_What is needed_: Rewrite the stretch from the start of the records through the line that contains "[[[239,0],[0,0],[0,69],[114,70],[147,32],[240,69]]]", with "camera body" replaced by "camera housing" and everything else unchanged. Leave the pictures out of your answer.

------

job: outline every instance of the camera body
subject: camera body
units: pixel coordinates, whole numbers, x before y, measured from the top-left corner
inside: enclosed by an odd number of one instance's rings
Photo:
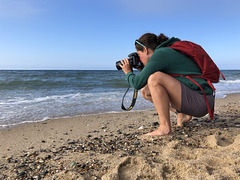
[[[136,52],[133,52],[133,53],[128,55],[128,61],[129,61],[129,64],[132,68],[135,68],[135,69],[138,69],[138,68],[142,69],[143,68],[143,63],[140,61],[140,58],[139,58],[139,56]],[[117,61],[116,62],[116,68],[118,70],[122,69],[120,67],[120,65],[122,65],[121,61]]]

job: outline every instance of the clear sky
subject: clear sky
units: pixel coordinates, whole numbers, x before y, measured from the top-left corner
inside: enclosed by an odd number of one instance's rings
[[[239,0],[0,0],[0,69],[114,70],[147,32],[240,69]]]

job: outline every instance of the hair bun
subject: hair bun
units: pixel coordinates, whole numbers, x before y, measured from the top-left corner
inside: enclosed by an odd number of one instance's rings
[[[164,41],[167,41],[169,38],[167,36],[165,36],[163,33],[161,33],[160,35],[158,35],[157,37],[157,41],[158,44],[163,43]]]

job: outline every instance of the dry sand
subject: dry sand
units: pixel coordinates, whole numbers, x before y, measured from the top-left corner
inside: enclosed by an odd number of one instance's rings
[[[240,94],[217,99],[215,119],[172,134],[155,110],[62,118],[0,130],[0,179],[240,179]]]

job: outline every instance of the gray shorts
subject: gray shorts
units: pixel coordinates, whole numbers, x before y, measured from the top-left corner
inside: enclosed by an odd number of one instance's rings
[[[204,95],[199,94],[181,83],[182,88],[182,104],[181,112],[195,117],[202,117],[208,113],[207,105],[204,99]],[[210,108],[214,106],[214,96],[207,95],[207,100]]]

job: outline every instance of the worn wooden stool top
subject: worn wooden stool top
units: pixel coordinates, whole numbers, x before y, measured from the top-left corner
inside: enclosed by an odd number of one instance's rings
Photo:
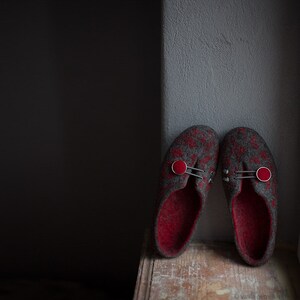
[[[153,257],[146,245],[134,299],[300,299],[300,264],[287,249],[250,267],[229,243],[191,244],[173,259]]]

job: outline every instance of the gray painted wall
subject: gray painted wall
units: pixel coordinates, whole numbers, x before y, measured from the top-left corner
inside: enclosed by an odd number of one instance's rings
[[[163,15],[163,153],[193,124],[221,139],[236,126],[257,130],[279,170],[279,240],[296,243],[299,4],[165,0]],[[220,173],[195,238],[232,238]]]

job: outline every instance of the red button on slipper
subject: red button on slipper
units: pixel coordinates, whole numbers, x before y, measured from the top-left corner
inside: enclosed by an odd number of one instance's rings
[[[193,126],[169,148],[162,168],[154,239],[160,255],[175,257],[191,240],[217,165],[215,131]]]
[[[249,265],[262,265],[273,253],[277,227],[272,154],[256,131],[239,127],[224,138],[221,164],[236,247]]]

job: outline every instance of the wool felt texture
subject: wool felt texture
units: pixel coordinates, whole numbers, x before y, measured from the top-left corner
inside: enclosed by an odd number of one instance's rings
[[[272,154],[256,131],[238,127],[222,142],[221,165],[237,250],[249,265],[262,265],[273,253],[277,228],[278,182]],[[237,179],[249,174],[236,171],[256,171],[260,167],[271,171],[270,179],[268,170],[258,172],[261,179],[269,180]]]
[[[207,126],[192,126],[182,132],[166,153],[161,167],[157,209],[154,218],[154,242],[163,257],[181,254],[190,242],[212,185],[218,160],[216,132]],[[204,172],[177,175],[175,161]],[[179,164],[178,170],[184,170]]]

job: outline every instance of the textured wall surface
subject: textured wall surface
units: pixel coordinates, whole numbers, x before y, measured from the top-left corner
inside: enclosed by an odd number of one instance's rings
[[[280,178],[279,240],[299,224],[299,4],[165,0],[163,145],[205,124],[220,138],[249,126],[268,143]],[[220,173],[196,238],[231,239]]]
[[[132,298],[160,159],[160,14],[0,1],[0,277]]]

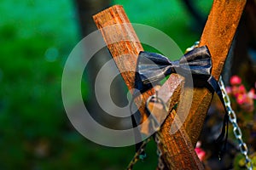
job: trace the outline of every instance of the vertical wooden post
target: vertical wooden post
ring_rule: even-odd
[[[239,24],[246,0],[214,0],[200,46],[207,45],[212,60],[212,76],[218,80]],[[198,140],[212,94],[206,88],[194,88],[189,113],[183,124],[194,146]]]
[[[123,8],[119,5],[111,7],[94,15],[94,20],[97,27],[101,29],[103,38],[125,82],[129,89],[132,89],[134,88],[137,55],[143,49],[132,26],[129,25],[130,21]],[[116,24],[121,25],[109,28],[109,26]],[[129,56],[124,60],[122,59],[123,55]],[[130,71],[124,71],[127,70]],[[172,110],[172,107],[174,104],[178,102],[179,95],[177,93],[180,92],[183,82],[183,78],[182,76],[172,74],[159,92],[159,94],[161,95],[161,98],[164,99],[170,108],[170,114],[163,123],[163,128],[158,133],[161,140],[161,146],[164,146],[161,147],[163,151],[162,159],[168,169],[203,169],[203,166],[197,157],[189,137],[183,128],[181,128],[173,136],[170,134],[169,128],[176,115],[176,111]],[[154,91],[152,89],[140,96],[142,105],[139,110],[144,120],[147,118],[145,102],[149,95],[154,93]],[[172,94],[175,95],[172,96]],[[157,110],[158,107],[155,106],[154,108]],[[160,109],[158,111],[160,111]],[[145,131],[148,130],[147,128],[148,127],[145,127]],[[143,132],[143,129],[142,129],[142,132]]]

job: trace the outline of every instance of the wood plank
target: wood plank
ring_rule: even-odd
[[[212,58],[212,76],[218,80],[239,24],[246,0],[214,0],[200,46],[207,45]],[[195,88],[189,113],[183,124],[194,146],[200,136],[212,94]]]
[[[132,89],[134,88],[134,71],[136,71],[137,55],[140,51],[143,50],[138,38],[132,26],[129,26],[129,24],[119,25],[119,26],[115,26],[111,29],[102,29],[106,27],[109,28],[110,26],[116,24],[127,24],[130,22],[123,8],[119,5],[111,7],[94,15],[94,20],[97,27],[101,29],[103,38],[116,62],[117,67],[121,72],[125,82],[129,89]],[[114,42],[116,41],[114,43],[113,43],[113,39]],[[124,60],[124,58],[121,57],[123,55],[127,55],[128,57]],[[159,92],[159,95],[161,96],[162,99],[166,103],[168,103],[168,106],[170,108],[169,111],[171,112],[172,110],[172,114],[167,116],[168,121],[166,121],[163,123],[163,127],[165,128],[159,132],[162,145],[165,145],[165,148],[166,148],[166,150],[163,149],[162,150],[164,152],[162,158],[165,161],[165,165],[168,168],[176,167],[176,169],[179,169],[180,167],[186,167],[187,169],[202,169],[202,165],[194,150],[193,145],[189,143],[189,138],[186,135],[184,129],[182,128],[175,135],[175,139],[173,139],[170,134],[170,123],[172,122],[173,116],[176,115],[175,110],[171,108],[172,108],[179,99],[178,96],[182,82],[183,82],[183,78],[182,76],[172,74]],[[177,88],[178,88],[177,89]],[[140,96],[142,105],[139,110],[142,116],[143,116],[143,120],[147,119],[145,112],[146,100],[154,93],[154,91],[152,89],[143,93],[143,94]],[[137,101],[136,100],[135,102]],[[160,112],[160,110],[159,110],[156,114]],[[148,133],[148,127],[145,127],[145,129],[142,129],[143,133]],[[177,139],[176,140],[176,139]],[[177,148],[173,150],[174,146],[178,146],[178,150],[177,150]],[[177,150],[178,153],[177,153]]]
[[[157,133],[160,141],[159,146],[163,153],[161,158],[166,166],[165,169],[204,169],[183,127],[180,128],[176,127],[178,130],[174,134],[170,133],[172,126],[181,123],[177,121],[178,116],[173,108],[178,103],[180,95],[183,95],[184,80],[178,78],[179,82],[177,82],[176,76],[180,76],[172,74],[164,85],[156,91],[157,97],[166,104],[167,110],[158,102],[149,102],[148,106],[151,114],[157,117],[158,122],[161,122],[167,115],[160,130]],[[173,86],[177,88],[173,88]],[[173,124],[174,117],[177,124]]]
[[[128,89],[131,90],[131,93],[133,94],[137,56],[140,51],[143,51],[143,48],[123,7],[114,5],[96,14],[93,19],[102,31]],[[154,93],[154,90],[151,89],[135,99],[143,122],[148,118],[145,112],[145,102]],[[143,126],[141,131],[145,134],[148,133],[147,125]]]

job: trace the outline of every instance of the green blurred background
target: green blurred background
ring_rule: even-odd
[[[108,148],[87,140],[64,110],[63,65],[90,33],[85,27],[96,29],[91,18],[81,26],[77,2],[0,2],[0,169],[125,169],[134,154],[134,146]],[[212,1],[195,2],[206,19]],[[183,51],[200,39],[202,27],[181,1],[114,0],[91,11],[116,3],[124,6],[131,22],[160,29]],[[96,2],[90,4],[93,8]],[[89,84],[85,75],[85,101]],[[147,149],[148,158],[136,169],[155,168],[154,143]]]

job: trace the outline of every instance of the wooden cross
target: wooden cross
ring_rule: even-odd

------

_Solution to this exercise_:
job: outline every instance of the camera housing
subject: camera housing
units: pixel coordinates, whole numbers, x before y, measured from the top-left corner
inside: enclosed by an odd number of one instance's rings
Photo:
[[[136,52],[133,52],[133,53],[128,55],[128,61],[129,61],[129,64],[132,68],[135,68],[135,69],[138,69],[138,68],[142,69],[143,68],[143,63],[140,61],[140,58],[139,58],[139,56]],[[117,61],[116,62],[116,68],[118,70],[122,69],[120,67],[120,65],[122,65],[121,61]]]

job: outline every instance of the clear sky
subject: clear sky
units: pixel coordinates, whole numbers, x before y, measured from the top-left corner
inside: enclosed by an odd number of one instance's rings
[[[239,0],[0,0],[0,69],[114,70],[147,32],[240,69]]]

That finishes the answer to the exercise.